### Task goal
Using the data below, return all lines in which "floor" appears.

### Input data
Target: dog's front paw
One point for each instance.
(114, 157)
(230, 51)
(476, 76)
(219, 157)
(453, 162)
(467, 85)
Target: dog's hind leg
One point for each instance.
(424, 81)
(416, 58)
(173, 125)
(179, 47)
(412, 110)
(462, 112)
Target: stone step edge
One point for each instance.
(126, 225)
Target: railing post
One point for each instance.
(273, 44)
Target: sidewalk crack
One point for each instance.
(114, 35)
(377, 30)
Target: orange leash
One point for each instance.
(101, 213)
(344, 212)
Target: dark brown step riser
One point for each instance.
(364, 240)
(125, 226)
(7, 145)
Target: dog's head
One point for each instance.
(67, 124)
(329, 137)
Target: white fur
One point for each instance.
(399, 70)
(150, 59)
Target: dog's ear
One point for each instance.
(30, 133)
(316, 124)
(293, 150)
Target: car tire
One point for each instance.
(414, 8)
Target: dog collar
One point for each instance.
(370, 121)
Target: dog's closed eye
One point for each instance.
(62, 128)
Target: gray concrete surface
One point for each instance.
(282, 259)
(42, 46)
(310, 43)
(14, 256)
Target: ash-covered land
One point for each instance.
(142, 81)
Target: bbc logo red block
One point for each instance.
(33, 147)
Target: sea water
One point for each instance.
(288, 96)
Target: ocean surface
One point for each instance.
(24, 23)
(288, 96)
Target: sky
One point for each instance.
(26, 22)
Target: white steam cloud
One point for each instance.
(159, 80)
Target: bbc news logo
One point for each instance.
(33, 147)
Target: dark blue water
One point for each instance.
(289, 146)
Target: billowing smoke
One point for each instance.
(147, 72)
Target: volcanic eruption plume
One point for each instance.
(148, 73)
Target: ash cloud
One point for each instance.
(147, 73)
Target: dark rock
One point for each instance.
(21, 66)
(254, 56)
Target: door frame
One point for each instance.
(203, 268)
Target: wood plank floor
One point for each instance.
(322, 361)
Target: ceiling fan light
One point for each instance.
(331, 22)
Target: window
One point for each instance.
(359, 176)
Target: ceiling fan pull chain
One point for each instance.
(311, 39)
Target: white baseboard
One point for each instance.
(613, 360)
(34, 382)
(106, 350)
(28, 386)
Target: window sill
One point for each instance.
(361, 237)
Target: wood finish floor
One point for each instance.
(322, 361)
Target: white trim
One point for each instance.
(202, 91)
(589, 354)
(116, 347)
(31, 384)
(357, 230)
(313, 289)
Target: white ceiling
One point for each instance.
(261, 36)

### Exercise output
Target: wood plank floor
Target: wood finish floor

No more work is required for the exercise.